Provided information Block Start
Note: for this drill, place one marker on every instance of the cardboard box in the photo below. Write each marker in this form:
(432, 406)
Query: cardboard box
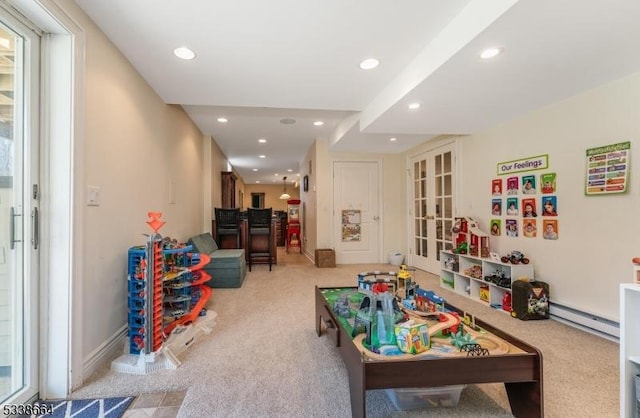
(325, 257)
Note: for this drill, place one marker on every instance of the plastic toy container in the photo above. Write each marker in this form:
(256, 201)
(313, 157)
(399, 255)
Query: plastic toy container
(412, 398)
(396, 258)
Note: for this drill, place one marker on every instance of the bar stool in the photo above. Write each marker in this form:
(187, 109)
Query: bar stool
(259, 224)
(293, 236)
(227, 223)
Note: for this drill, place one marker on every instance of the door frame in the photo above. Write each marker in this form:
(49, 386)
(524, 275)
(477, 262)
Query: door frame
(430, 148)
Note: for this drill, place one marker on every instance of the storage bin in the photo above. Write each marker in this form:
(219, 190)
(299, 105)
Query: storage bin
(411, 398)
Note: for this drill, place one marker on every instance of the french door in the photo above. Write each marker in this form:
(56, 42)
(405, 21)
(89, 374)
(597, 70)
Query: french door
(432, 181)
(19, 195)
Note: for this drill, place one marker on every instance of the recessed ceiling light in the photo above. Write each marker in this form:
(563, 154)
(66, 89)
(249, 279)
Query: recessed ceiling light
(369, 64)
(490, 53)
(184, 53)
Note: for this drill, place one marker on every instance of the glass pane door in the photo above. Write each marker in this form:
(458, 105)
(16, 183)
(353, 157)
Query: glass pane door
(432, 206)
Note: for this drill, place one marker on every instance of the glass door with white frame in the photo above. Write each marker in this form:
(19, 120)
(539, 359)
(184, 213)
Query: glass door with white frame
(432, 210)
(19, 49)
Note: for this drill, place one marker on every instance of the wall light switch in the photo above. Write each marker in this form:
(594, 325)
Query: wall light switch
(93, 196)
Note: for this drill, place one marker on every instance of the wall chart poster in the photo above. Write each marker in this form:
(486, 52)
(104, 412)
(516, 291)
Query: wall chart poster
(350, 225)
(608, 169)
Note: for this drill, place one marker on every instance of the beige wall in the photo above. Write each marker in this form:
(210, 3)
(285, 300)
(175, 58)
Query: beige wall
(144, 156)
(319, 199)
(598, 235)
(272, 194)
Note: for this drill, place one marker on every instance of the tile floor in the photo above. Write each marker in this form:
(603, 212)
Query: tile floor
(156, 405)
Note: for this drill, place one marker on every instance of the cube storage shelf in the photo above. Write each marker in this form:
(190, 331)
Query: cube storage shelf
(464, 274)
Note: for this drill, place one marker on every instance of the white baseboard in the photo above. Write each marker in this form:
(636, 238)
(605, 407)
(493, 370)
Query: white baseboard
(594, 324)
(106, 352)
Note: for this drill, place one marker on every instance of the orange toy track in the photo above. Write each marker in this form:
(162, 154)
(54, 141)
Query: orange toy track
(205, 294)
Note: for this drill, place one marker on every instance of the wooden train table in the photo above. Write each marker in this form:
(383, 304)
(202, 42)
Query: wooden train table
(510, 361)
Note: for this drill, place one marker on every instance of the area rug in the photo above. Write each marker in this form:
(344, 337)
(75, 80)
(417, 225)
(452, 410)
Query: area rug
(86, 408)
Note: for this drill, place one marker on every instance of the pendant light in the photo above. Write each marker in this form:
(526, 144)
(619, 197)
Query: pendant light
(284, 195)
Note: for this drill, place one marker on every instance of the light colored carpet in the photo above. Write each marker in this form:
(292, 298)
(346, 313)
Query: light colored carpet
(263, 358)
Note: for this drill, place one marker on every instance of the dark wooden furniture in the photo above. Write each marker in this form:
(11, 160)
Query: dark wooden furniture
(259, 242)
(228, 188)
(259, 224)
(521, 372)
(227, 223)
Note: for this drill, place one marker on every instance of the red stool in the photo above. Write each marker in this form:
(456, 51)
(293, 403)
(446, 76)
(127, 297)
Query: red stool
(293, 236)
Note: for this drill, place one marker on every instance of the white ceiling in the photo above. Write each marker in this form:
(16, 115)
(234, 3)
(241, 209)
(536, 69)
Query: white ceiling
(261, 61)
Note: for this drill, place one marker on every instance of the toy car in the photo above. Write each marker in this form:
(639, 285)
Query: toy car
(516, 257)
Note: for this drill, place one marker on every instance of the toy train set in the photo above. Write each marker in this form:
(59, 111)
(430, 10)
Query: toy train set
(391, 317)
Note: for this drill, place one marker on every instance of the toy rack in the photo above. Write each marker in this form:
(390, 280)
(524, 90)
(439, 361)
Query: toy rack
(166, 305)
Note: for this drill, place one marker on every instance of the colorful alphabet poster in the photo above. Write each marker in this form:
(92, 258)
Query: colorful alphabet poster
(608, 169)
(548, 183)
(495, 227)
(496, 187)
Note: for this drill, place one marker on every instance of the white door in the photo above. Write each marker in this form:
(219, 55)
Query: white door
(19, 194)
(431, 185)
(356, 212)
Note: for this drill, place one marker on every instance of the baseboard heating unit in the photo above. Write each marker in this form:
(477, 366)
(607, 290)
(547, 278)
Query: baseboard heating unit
Provided information Block End
[What to work on]
Locate the lines above that hold the word "heating". Show every one of them.

[Exercise answer]
Note: for this drill, place one marker on every instance of the baseboard heating unit in the photo above. Write each marker in this form:
Query: baseboard heating unit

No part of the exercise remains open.